# Problems and tasks
• A. In the operators guide, rewrite the paragraph that begins "Although several distinct services make up the Director" more briefly, keeping its main facts.
• B. From the operators guide, copy out word for word the part that opens with the words containing "For Red Hat" and closes with "a single-point-of-failure scenario.".

Operators Guide

This guide describes how to perform day-to-day operations of the ACD Router and its associated services, collectively known as the Director.

Component Overview

To effectively operate the Director software, it is important to understand the composition of the various software components and how they are deployed.

Each Director instance functions as an independent system, comprising multiple containerized services. These containers are managed by a standard container runtime and are seamlessly integrated with the host’s operating system to enhance the overall operator experience.

For Red Hat Enterprise Linux 8 based operating systems, the Podman container runtime is used for container management. In the case of older Red Hat releases, Docker serves as the container runtime. Although both


utilize the same OCI compliant container images and offer equivalent levels of abstraction, performance, and security, the key distinction lies in Podman’s ability to operate without an additional daemon service running on the host. Unlike Docker, Podman manages each container as a separate process, eliminating the reliance on a shared daemon and mitigating the risk of a single-point-of-failure scenario.

Although several distinct services make up the Director, the primary component is the router. The router is responsible for listening for incoming requests, processing the request, and redirecting the client to the appropriate host, or CDN to deliver the requested content.

# Entries supplied
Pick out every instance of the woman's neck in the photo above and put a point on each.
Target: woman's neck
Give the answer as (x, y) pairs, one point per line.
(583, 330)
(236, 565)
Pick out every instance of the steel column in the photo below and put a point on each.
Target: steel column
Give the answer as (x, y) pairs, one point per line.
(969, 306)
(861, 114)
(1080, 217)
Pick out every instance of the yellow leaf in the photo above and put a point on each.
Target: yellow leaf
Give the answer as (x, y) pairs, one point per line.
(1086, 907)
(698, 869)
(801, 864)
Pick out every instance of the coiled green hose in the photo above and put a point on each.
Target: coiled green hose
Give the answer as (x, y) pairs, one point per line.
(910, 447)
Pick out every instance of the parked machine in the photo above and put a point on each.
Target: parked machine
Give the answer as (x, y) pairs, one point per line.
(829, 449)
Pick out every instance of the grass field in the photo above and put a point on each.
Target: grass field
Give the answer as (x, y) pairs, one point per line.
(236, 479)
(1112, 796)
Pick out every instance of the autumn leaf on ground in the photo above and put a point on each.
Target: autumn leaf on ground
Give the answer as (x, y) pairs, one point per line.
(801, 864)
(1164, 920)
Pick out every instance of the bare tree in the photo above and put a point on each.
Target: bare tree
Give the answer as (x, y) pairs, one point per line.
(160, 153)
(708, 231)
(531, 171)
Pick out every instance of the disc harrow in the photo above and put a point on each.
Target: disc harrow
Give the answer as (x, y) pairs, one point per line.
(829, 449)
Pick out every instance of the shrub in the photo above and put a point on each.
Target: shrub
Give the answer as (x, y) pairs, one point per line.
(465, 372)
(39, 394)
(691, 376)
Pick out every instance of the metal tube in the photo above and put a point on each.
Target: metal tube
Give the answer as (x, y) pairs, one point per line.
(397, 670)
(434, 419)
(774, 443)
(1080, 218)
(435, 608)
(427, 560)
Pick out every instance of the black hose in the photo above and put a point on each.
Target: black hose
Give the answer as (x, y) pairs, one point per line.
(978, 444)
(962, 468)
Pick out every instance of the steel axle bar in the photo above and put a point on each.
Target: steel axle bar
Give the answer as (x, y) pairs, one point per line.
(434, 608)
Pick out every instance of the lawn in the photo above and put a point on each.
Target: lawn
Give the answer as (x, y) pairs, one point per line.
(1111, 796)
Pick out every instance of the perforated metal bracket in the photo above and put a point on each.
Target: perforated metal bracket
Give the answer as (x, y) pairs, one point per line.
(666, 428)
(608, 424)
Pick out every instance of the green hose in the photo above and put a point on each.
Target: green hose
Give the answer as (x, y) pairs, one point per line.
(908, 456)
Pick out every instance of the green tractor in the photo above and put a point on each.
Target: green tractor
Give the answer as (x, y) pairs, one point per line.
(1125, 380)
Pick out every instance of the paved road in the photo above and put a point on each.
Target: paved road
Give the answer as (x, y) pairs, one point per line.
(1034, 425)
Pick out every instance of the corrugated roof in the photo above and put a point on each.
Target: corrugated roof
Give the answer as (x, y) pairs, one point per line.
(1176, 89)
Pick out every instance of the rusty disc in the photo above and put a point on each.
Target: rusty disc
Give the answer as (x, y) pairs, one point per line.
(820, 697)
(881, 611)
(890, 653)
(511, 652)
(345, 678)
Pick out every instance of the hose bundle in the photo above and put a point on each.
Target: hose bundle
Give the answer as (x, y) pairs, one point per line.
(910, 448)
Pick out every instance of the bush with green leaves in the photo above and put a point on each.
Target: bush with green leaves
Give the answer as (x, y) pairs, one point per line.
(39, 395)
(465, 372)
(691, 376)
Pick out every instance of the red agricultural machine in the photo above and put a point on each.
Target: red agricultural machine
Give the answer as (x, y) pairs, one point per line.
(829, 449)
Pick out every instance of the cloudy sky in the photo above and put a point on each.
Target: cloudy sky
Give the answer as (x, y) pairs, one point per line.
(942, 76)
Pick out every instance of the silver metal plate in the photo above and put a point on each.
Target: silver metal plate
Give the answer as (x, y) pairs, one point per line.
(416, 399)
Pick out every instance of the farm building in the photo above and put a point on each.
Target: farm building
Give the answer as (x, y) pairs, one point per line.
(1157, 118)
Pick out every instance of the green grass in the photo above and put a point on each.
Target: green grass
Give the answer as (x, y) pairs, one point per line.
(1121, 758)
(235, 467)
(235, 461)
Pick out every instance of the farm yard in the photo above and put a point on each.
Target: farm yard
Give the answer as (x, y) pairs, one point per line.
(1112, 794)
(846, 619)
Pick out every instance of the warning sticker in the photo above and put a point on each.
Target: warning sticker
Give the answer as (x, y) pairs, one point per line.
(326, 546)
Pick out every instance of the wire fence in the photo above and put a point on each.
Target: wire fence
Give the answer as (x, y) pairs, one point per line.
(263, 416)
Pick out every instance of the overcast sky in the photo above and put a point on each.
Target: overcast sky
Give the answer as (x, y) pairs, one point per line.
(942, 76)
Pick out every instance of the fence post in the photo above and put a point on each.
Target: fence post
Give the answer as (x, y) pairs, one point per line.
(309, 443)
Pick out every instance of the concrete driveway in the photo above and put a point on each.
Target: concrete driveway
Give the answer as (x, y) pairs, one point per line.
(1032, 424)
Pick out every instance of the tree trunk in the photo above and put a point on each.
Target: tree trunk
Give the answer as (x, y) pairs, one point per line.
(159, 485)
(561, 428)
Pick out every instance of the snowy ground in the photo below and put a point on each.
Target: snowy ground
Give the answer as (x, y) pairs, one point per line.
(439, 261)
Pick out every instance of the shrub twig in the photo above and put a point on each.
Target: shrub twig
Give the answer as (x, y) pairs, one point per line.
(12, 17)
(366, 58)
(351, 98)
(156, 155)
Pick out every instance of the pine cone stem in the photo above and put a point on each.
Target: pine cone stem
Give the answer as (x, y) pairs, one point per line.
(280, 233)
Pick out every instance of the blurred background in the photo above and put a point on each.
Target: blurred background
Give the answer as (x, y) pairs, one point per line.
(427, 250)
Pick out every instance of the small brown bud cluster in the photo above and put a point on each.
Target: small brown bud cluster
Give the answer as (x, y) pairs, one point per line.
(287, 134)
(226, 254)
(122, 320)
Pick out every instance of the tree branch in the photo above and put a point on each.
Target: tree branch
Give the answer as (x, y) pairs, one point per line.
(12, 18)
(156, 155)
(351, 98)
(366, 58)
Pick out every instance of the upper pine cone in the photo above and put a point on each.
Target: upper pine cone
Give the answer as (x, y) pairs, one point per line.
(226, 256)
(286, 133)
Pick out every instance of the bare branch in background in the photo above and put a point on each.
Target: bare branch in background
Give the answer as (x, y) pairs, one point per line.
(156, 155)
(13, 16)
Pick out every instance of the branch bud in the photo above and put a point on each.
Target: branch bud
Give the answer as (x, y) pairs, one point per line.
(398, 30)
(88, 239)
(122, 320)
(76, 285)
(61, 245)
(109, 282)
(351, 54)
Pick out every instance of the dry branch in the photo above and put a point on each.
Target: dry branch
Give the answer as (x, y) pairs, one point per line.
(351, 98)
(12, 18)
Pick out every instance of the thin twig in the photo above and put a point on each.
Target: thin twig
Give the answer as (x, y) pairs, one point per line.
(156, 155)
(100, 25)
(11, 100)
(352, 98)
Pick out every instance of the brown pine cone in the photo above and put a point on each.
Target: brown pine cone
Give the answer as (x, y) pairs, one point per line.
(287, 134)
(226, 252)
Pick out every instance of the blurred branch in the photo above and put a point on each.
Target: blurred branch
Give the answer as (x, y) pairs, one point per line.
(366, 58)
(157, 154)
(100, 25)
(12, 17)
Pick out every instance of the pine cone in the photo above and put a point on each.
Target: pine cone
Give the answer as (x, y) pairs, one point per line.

# Response list
• A. The router is the Director's main component. It listens for incoming requests, processes them, and redirects the client to the right host or CDN to deliver the requested content.

• B.
For Red Hat Enterprise Linux 8 based operating systems, the Podman container runtime is used for container management. In the case of older Red Hat releases, Docker serves as the container runtime. Although both


utilize the same OCI compliant container images and offer equivalent levels of abstraction, performance, and security, the key distinction lies in Podman’s ability to operate without an additional daemon service running on the host. Unlike Docker, Podman manages each container as a separate process, eliminating the reliance on a shared daemon and mitigating the risk of a single-point-of-failure scenario.